The task: Please retype every one of the records below word for word, changing nothing.

Recorded data:

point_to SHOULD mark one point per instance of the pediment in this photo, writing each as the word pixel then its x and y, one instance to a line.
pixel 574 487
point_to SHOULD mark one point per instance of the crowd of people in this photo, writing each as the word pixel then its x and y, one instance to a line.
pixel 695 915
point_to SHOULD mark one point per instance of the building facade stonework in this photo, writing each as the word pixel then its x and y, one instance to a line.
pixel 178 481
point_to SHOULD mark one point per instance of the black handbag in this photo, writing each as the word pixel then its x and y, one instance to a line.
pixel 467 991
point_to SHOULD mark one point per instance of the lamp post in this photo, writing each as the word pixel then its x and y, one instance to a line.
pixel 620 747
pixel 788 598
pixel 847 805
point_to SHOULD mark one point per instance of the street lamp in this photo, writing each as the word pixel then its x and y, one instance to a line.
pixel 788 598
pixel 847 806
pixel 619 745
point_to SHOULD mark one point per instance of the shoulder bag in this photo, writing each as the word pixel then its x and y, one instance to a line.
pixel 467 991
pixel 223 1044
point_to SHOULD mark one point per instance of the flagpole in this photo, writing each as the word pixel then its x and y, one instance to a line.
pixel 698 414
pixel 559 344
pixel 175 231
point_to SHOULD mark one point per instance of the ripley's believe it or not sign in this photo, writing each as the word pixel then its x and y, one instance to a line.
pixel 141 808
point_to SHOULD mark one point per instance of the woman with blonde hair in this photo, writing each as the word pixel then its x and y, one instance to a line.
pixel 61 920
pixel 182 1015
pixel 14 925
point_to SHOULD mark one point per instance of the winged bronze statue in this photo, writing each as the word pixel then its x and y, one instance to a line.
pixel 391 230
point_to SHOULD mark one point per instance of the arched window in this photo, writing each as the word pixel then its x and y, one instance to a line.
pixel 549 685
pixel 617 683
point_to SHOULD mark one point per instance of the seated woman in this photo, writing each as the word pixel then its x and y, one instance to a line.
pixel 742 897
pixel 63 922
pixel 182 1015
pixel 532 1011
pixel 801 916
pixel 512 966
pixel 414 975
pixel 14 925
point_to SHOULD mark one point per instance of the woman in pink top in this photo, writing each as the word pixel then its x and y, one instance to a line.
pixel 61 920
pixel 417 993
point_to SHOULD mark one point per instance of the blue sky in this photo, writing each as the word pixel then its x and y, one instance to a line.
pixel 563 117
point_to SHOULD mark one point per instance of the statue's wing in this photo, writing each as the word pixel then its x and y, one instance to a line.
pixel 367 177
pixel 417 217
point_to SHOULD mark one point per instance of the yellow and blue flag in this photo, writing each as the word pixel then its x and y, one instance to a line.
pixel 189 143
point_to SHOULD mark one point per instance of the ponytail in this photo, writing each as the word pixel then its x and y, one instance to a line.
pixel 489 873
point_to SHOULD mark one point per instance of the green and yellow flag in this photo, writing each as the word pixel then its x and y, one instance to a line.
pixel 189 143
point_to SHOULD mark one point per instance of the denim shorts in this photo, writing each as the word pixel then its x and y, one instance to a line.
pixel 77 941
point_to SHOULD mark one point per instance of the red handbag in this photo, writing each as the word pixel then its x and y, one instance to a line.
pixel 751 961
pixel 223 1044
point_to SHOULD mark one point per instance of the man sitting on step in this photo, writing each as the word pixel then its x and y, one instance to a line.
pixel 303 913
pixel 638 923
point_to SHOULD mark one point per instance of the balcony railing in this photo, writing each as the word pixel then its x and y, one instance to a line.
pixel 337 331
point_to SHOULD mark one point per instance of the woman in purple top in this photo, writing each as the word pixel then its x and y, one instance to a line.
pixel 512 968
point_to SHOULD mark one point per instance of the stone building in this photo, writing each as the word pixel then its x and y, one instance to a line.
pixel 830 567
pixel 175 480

Task output:
point_to SHOULD mark one point per instance of the pediment in this photo, writing each as the word pixel then its x and y, one instance to a line.
pixel 574 487
point_to SHOULD mark one point per instance of the crowd of people in this photo, writing each as the word pixel then its x and y, one instance to a line.
pixel 695 915
point_to SHOULD mark one point per instance of the building facade stonework in this photo, writing each as the word pixel then its x and y, one instance to a line.
pixel 178 481
point_to SHOULD mark one point per instance of the black handbag in this photo, writing each as the word pixel then its x and y, one instance to a line.
pixel 467 991
point_to SHOULD mark one point per instance of the lamp post in this photo, writing each as the word pixel then its x and y, one instance to a line.
pixel 620 747
pixel 788 598
pixel 847 805
point_to SHOULD mark one point per instance of the street lamp in this photo, writing each as the word pixel then its x and y, one instance to a line.
pixel 788 598
pixel 847 806
pixel 619 745
point_to SHOULD mark one point per instance of the shoulder bag in this photo, writing each as the word pixel then its x and y, one instance to a line.
pixel 467 991
pixel 223 1044
point_to SHOULD mark one point per instance of the flagpole in this photo, writing each as the word pixel then its x and y, one instance to a line.
pixel 698 414
pixel 559 344
pixel 175 231
point_to SHOULD mark one point per instance of the ripley's believe it or not sign in this photo, writing each as the word pixel then its x and y, one instance to a line.
pixel 141 808
point_to SHOULD mark one point per instance of the woman with blonde hair in this photo, writing each as the word pixel then its x and y, one instance to a line.
pixel 61 920
pixel 182 1015
pixel 14 925
point_to SHOULD mark one point per instance of the winged bronze statue in this photo, writing each as the word pixel then its x and y, one instance to a line.
pixel 391 230
point_to SHOULD mark one point per instance of the arched window in this photo, writing each as the word pixel then its x and y, one instance to a line.
pixel 549 685
pixel 617 683
point_to SHOULD mark one point per instance of the seated woman in this photo, writing each as the word pixel then its x and y, one instance to a line.
pixel 742 897
pixel 63 922
pixel 182 1015
pixel 532 1011
pixel 801 916
pixel 512 966
pixel 414 975
pixel 14 925
point_to SHOULD mark one point per instance of the woman in pink top in this photo, writing each as the word pixel then its x and y, one instance to a line.
pixel 61 920
pixel 417 993
point_to SHOULD mark one point per instance of the blue sky in this photo, writing each as the word pixel then its x and y, one instance to a line.
pixel 563 117
point_to SHOULD mark one point per instance of the statue's wing in this photo, writing each as the word pixel then its x and y, one instance to a line.
pixel 367 177
pixel 417 217
point_to SHOULD mark one point per instance of the yellow and blue flag in this photo, writing each as the word pixel then its x and y, one instance to a line.
pixel 189 143
point_to SHOULD mark one point per instance of the ponytail in this photo, writing each as the word pixel then its x and y, one instance to a line.
pixel 489 873
point_to SHOULD mark one point per instance of the green and yellow flag in this photo, writing each as the word pixel then its x and y, one instance to a line.
pixel 189 143
point_to SHOULD mark one point per instance of the denim shorts in this photo, writing each as the word pixel then its x and y, one instance to a line.
pixel 77 941
point_to SHOULD mark one point per instance of the red handbag in this photo, writing each as the word pixel then its x and y, one instance to a line.
pixel 751 961
pixel 223 1044
point_to SHOULD mark one point per instance of the man sitting on step in this photo, writing each as the word pixel then its x and y, one instance to a line.
pixel 303 913
pixel 638 923
point_to SHOULD mark one point per instance of the balcony railing in this photo, writing each as the word pixel then its x and y, one instance to a line.
pixel 337 331
point_to SHOULD mark one point per instance of the woman in purple top in this photo, writing each as the word pixel then its x and y, one instance to a line.
pixel 512 968
point_to SHOULD mark one point per instance of the stone building in this photo, writing each as the word pixel then its x and y, one instance to a line.
pixel 830 567
pixel 175 480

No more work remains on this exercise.